## TEXTAUSZUG:

Schon 1948 warnte Eric de Maré vor der zu grossen Bereitschaft,
sich am Humanismus der Tradition zu orientieren, anstatt sich der
Herausforderung der Bildung eines neuen Humanismus zu stellen. Er
fährt sodann mit warnendem Ton fort: «The justification that in
their architectural tradition are many still relevant solutions
to contemporary problems is well-founded. But it would be disastrous
if those members of the public who but dimly understand the meaning
of the great aesthetic revolution (and still they are a legion),
should get the idea that the new architecture has abdicated in favour
of just one more traditional revival.» de Maré vergleicht schliesslich
mit Le Corbusier: «The work of such a one as Le Corbusier shows
the modern architect's other line of action. By constant repetition
of first principles (boring as this may become to the architect)

## ERFASSTE DATEN:
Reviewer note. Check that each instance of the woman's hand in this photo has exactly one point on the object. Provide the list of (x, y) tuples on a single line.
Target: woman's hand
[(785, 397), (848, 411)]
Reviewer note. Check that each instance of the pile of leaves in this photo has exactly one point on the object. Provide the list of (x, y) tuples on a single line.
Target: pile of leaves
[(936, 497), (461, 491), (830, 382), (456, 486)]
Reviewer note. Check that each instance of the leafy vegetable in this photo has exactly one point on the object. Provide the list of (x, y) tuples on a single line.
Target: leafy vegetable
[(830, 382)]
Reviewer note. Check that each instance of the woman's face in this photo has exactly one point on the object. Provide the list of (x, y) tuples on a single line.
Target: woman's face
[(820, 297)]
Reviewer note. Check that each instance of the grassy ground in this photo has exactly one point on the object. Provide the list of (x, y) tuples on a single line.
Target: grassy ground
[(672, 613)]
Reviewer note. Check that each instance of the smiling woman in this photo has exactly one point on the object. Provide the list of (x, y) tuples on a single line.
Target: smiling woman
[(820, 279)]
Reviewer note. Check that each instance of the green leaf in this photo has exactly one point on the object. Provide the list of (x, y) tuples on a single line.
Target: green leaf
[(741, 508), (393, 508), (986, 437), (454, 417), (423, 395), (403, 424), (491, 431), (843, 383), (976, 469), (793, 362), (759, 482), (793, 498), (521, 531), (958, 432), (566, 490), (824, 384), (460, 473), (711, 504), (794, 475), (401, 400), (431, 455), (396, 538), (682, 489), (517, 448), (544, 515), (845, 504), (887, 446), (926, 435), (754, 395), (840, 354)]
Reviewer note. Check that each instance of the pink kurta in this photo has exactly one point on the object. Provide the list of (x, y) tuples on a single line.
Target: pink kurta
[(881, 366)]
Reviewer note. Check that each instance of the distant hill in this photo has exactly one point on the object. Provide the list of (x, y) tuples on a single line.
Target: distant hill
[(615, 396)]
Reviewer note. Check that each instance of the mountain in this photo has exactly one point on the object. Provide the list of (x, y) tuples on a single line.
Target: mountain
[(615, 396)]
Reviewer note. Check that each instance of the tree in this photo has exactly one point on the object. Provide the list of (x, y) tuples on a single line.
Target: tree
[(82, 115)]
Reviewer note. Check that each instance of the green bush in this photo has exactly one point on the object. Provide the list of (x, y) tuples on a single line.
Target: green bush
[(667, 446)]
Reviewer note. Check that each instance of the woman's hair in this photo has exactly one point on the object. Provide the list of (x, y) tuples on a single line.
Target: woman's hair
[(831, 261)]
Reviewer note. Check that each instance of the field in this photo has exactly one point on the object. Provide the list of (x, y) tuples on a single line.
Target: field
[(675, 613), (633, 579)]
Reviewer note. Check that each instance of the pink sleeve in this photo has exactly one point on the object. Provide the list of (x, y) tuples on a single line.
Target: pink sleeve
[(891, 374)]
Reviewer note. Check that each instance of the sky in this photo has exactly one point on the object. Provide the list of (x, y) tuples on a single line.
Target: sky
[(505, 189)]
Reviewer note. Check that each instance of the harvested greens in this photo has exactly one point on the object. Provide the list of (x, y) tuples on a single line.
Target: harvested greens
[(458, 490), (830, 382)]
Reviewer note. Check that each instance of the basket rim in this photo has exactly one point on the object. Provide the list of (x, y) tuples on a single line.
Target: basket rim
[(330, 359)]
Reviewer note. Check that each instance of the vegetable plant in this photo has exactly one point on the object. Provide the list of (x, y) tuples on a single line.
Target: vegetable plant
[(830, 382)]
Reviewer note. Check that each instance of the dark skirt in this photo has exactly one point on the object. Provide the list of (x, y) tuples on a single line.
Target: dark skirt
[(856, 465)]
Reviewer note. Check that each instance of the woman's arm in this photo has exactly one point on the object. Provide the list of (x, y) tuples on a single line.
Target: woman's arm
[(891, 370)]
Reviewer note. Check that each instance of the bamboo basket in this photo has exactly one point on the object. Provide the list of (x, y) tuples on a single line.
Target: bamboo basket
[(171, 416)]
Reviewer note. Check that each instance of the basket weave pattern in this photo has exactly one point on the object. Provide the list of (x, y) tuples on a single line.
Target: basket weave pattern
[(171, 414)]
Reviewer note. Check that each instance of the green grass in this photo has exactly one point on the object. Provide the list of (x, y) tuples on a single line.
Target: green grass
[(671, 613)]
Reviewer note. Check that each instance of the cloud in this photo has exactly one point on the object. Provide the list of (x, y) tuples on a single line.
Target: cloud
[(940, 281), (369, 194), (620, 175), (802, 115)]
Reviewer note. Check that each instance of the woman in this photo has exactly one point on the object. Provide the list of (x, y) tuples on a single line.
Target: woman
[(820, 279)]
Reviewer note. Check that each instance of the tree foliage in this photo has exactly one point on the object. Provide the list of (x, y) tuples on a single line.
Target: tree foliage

## ZU LÖSENDE AUFGABEN:
1. Nenne alle Wörter in den englischen Zitaten des Textauszugs, die auf „-tion“ enden.
2. Gib Zeilen aus der Auflistung unverändert wieder. Setze bei der Zeile ein, die „Reviewer note. Check that each instance of the tree in“ enthält, und höre nach der Zeile auf, die „[(330, 359)]“ enthält.

## LÖSUNGEN DER AUFGABEN:
1. justification, tradition, revolution, action, repetition

2.
Reviewer note. Check that each instance of the tree in this photo has exactly one point on the object. Provide the list of (x, y) tuples on a single line.
Target: tree
[(82, 115)]
Reviewer note. Check that each instance of the green bush in this photo has exactly one point on the object. Provide the list of (x, y) tuples on a single line.
Target: green bush
[(667, 446)]
Reviewer note. Check that each instance of the woman's hair in this photo has exactly one point on the object. Provide the list of (x, y) tuples on a single line.
Target: woman's hair
[(831, 261)]
Reviewer note. Check that each instance of the field in this photo has exactly one point on the object. Provide the list of (x, y) tuples on a single line.
Target: field
[(675, 613), (633, 579)]
Reviewer note. Check that each instance of the pink sleeve in this photo has exactly one point on the object. Provide the list of (x, y) tuples on a single line.
Target: pink sleeve
[(891, 374)]
Reviewer note. Check that each instance of the sky in this photo has exactly one point on the object. Provide the list of (x, y) tuples on a single line.
Target: sky
[(505, 189)]
Reviewer note. Check that each instance of the harvested greens in this photo has exactly one point on the object. Provide the list of (x, y) tuples on a single line.
Target: harvested greens
[(458, 490), (830, 382)]
Reviewer note. Check that each instance of the basket rim in this photo has exactly one point on the object. Provide the list of (x, y) tuples on a single line.
Target: basket rim
[(330, 359)]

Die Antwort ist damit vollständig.